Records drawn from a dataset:
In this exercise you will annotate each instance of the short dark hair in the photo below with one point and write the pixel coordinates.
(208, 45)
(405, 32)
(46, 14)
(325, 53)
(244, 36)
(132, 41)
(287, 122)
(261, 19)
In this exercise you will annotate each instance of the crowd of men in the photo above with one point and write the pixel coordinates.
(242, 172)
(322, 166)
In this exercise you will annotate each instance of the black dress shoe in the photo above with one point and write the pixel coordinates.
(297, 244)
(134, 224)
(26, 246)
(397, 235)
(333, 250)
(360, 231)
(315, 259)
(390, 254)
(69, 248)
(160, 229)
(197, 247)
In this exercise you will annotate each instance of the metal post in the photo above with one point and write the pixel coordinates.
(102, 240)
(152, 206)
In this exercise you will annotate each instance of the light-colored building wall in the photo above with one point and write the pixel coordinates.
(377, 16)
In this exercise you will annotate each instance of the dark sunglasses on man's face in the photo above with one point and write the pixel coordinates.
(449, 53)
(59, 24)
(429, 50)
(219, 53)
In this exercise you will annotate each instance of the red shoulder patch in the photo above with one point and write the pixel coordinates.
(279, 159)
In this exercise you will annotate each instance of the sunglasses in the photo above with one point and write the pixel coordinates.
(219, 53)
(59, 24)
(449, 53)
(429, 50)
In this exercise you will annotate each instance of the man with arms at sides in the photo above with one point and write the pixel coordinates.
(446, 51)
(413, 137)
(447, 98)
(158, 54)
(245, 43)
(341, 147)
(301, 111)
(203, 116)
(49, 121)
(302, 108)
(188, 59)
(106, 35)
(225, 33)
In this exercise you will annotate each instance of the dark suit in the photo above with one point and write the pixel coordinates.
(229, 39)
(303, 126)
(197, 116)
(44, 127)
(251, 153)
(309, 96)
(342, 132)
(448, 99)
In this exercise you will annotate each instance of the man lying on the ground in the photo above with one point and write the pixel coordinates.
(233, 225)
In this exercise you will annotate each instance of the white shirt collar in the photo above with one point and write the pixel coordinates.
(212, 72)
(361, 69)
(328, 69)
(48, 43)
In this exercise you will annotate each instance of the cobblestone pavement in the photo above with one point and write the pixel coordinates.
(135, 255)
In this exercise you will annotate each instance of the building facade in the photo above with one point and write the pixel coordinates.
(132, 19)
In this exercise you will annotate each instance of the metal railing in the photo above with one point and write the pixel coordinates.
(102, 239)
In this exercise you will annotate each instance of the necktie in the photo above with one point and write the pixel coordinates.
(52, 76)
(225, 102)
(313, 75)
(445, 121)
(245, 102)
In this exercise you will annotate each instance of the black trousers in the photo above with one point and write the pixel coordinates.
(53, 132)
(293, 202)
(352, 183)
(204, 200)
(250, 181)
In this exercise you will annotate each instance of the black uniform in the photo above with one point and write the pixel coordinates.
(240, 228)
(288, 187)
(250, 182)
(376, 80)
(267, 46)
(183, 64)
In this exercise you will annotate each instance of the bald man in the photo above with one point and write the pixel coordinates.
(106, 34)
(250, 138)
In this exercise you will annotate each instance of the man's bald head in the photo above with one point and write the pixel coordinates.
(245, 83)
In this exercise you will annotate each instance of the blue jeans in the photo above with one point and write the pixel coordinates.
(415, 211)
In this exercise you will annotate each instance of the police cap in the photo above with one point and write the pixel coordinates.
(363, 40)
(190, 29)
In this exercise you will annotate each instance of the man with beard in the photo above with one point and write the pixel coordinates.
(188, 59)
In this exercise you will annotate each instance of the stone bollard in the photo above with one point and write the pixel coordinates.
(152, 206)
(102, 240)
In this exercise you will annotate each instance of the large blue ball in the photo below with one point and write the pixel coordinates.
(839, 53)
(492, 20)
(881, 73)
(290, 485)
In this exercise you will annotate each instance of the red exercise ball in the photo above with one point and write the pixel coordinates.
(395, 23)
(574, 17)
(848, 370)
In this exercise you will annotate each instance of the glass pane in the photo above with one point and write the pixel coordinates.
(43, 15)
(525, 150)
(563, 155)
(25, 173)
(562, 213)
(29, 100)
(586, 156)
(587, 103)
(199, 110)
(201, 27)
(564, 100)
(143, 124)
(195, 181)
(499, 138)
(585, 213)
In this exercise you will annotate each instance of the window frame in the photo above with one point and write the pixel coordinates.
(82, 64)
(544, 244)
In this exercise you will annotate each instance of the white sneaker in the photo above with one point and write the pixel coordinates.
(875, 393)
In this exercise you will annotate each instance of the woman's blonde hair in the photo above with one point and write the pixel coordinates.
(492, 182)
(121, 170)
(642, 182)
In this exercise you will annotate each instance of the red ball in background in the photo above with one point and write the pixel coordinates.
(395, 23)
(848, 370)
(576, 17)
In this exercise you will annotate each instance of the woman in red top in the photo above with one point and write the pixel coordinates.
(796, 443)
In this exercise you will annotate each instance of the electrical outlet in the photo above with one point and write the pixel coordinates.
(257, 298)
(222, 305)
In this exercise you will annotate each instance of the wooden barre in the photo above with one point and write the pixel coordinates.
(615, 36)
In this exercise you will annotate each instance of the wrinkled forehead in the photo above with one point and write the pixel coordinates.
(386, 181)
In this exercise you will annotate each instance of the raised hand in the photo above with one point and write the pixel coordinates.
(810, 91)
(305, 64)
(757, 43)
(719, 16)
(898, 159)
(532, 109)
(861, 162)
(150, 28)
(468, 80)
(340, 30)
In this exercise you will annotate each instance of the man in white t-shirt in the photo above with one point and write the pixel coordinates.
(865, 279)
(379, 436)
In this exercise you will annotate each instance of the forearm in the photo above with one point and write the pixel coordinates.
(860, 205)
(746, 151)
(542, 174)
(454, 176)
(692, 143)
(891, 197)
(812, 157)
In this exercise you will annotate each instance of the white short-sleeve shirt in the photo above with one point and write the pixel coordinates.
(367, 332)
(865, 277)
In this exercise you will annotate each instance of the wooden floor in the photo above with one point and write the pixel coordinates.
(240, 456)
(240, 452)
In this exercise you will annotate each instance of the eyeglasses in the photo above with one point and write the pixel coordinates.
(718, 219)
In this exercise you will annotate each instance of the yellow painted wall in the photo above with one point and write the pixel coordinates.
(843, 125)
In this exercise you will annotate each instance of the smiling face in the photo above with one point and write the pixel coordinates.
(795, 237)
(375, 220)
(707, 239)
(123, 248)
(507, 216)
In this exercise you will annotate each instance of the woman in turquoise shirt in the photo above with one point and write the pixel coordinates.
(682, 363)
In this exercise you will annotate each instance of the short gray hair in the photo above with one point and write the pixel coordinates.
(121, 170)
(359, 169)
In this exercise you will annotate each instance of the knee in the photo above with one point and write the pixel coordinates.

_TRY IT_
Beginning with the line that contains "In this exercise you will annotate each instance of the yellow", restate word for word each line through the last one in the data, and write nothing more.

_SOLUTION TO THIS EXERCISE_
In this exercise you will annotate each instance of the yellow painted wall in the photo above with one point and write the pixel coordinates.
(843, 125)
In this exercise you will annotate each instance of the smiling face in the photo above with one point and write the pixel coordinates.
(795, 237)
(375, 220)
(707, 239)
(123, 248)
(507, 216)
In this exercise you will annotate each instance of the woman in turquoise shirt in the photo above with one point and write the pixel coordinates.
(682, 363)
In this exercise you will annotate each instance of the short gray hair in the photo above with one point and write the pixel coordinates.
(121, 170)
(359, 169)
In this exercise you will annotate each instance of the knee in the photo above with one point and write the pixel coordinates.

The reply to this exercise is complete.